* Begin *
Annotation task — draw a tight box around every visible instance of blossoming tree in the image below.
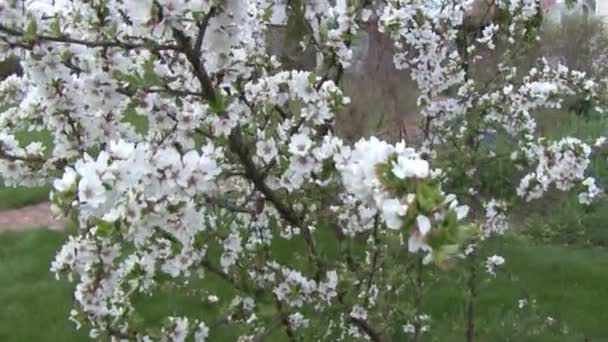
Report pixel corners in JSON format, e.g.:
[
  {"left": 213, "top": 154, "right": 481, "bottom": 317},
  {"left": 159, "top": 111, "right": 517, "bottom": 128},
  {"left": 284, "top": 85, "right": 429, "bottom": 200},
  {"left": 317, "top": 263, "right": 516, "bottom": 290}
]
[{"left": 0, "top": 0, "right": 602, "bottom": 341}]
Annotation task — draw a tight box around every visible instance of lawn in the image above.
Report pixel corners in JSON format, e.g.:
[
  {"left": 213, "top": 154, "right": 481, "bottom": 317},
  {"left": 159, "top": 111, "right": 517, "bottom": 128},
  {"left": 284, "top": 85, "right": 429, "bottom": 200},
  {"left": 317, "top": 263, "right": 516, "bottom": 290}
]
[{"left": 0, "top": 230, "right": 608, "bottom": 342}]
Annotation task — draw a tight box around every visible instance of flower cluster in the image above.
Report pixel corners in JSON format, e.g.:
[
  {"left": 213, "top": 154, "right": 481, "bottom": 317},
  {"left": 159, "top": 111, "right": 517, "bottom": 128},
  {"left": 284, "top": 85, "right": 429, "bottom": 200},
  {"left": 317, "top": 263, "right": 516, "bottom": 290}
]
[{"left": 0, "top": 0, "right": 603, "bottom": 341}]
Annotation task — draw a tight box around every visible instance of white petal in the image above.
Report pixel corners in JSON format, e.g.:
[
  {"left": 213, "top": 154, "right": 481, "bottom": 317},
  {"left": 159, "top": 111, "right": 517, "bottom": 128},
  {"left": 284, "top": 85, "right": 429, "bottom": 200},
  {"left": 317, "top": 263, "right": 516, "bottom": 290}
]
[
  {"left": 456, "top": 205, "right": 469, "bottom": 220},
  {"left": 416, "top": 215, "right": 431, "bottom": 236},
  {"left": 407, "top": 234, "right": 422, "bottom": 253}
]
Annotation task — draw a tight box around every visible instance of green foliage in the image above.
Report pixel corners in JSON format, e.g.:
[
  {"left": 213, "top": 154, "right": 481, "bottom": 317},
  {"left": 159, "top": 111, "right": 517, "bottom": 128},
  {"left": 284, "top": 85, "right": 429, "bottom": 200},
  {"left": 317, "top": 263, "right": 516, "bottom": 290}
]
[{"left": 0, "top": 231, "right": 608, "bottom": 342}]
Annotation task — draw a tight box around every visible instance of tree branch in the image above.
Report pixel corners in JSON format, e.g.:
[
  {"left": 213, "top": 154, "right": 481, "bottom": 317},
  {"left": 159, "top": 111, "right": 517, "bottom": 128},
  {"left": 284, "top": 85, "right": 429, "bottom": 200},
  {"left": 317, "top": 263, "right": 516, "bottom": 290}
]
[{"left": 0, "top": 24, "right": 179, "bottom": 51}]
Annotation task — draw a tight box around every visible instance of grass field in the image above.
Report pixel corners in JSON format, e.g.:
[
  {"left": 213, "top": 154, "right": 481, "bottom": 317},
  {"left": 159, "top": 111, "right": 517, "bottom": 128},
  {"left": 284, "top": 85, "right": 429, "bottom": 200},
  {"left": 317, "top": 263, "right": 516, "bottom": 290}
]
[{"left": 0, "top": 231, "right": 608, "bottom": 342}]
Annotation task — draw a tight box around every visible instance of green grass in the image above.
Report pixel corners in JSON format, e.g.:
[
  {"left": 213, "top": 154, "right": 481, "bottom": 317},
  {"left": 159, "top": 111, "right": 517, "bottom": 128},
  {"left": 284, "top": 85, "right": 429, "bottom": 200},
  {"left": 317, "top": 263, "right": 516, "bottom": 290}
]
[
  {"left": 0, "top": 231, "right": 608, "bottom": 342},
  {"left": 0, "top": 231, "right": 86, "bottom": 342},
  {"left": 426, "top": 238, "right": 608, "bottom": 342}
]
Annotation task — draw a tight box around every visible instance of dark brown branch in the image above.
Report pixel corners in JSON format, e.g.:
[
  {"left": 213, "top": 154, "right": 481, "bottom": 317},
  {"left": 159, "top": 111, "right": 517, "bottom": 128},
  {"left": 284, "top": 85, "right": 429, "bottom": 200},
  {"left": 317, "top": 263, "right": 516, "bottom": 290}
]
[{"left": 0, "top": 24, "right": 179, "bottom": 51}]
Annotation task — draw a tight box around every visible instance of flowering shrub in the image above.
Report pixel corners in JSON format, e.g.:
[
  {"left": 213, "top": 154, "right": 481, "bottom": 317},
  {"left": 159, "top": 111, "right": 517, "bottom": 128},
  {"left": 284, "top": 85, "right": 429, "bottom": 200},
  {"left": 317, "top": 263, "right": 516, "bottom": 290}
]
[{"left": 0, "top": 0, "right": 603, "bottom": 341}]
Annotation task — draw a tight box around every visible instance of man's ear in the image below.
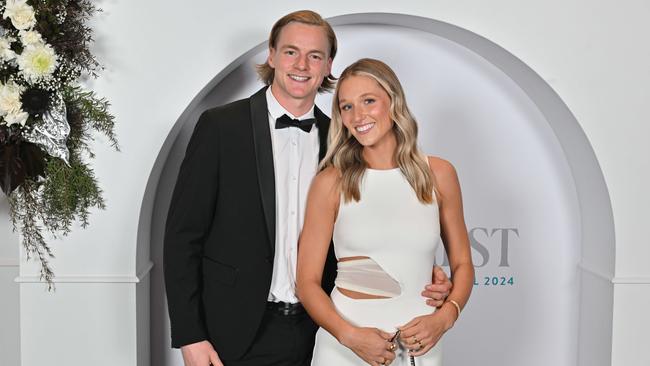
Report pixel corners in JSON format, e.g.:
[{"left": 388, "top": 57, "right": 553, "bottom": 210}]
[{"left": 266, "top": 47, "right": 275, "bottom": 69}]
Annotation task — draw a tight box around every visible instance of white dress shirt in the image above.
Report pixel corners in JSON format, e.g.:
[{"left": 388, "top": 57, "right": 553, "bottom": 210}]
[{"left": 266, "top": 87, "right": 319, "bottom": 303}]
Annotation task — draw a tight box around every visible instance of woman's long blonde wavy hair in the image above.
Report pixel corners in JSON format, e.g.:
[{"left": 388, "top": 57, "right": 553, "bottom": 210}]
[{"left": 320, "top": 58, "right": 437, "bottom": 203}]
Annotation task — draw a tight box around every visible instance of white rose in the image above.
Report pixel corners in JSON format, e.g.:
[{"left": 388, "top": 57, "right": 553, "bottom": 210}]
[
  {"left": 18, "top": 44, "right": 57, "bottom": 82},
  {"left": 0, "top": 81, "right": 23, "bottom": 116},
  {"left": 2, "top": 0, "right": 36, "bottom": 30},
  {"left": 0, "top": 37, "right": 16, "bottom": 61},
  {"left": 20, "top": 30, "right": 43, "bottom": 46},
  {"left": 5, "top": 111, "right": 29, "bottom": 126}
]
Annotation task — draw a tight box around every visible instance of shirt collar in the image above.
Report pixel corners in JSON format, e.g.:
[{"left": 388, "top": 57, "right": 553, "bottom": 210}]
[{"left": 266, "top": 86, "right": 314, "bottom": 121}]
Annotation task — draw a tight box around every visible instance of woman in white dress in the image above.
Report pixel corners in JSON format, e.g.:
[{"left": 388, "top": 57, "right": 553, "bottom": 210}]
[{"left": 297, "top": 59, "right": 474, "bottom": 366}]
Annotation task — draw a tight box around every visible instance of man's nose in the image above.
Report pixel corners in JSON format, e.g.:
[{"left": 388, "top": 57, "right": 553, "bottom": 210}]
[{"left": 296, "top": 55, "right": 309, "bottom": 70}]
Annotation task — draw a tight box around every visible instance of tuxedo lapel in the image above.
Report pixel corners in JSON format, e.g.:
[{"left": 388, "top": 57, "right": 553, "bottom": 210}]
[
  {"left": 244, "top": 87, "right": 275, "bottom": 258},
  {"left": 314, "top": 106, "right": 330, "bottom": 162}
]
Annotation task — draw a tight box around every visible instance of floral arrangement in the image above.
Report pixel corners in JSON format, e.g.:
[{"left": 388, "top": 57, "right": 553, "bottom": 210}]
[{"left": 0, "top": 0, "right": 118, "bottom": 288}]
* End *
How many lines in the entries above contain the word "white"? Reply with the number alone.

4